Short task
Can you give all of these lines again, requests included, with every point coordinate in the answers multiplied by 0.45 and rounded to a whole number, halves rounded up? Keep the numbers in the requests unchanged and leave the pictures out.

Records for the exercise

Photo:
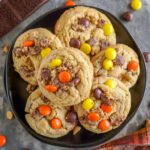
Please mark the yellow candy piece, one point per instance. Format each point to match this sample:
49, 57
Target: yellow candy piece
55, 63
45, 52
136, 4
86, 48
110, 53
107, 64
111, 83
88, 104
108, 29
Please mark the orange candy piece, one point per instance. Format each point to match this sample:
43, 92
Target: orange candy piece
51, 88
2, 140
70, 3
93, 116
64, 77
104, 125
132, 65
56, 123
106, 108
44, 110
28, 43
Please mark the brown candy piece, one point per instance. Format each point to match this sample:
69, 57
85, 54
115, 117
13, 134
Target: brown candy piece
128, 16
85, 22
97, 93
147, 56
75, 43
72, 117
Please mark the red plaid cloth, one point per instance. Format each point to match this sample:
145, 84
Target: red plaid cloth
139, 140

Complete answer
Photo:
Please mark the yellow candy piece, one point per instance. Format each point to match this sample:
49, 57
Target: yellow candy piece
25, 28
20, 23
61, 2
39, 22
50, 24
48, 29
50, 37
40, 47
49, 13
Please mark the orange candy piece, one point per instance. Format each point to match this sample:
43, 92
Target: orange candy piece
23, 40
1, 63
32, 1
42, 52
29, 35
47, 56
59, 29
25, 55
48, 49
20, 50
13, 19
Please mark the brown candy piece, one point per instance. Format each point to match this sample:
69, 57
85, 54
115, 117
13, 134
Target: brown candy piece
58, 7
38, 10
44, 42
66, 25
34, 19
32, 53
Please mark the red plaid cloth, one point per instance. Format each point to match this sample:
145, 84
Target: red plaid cloth
63, 63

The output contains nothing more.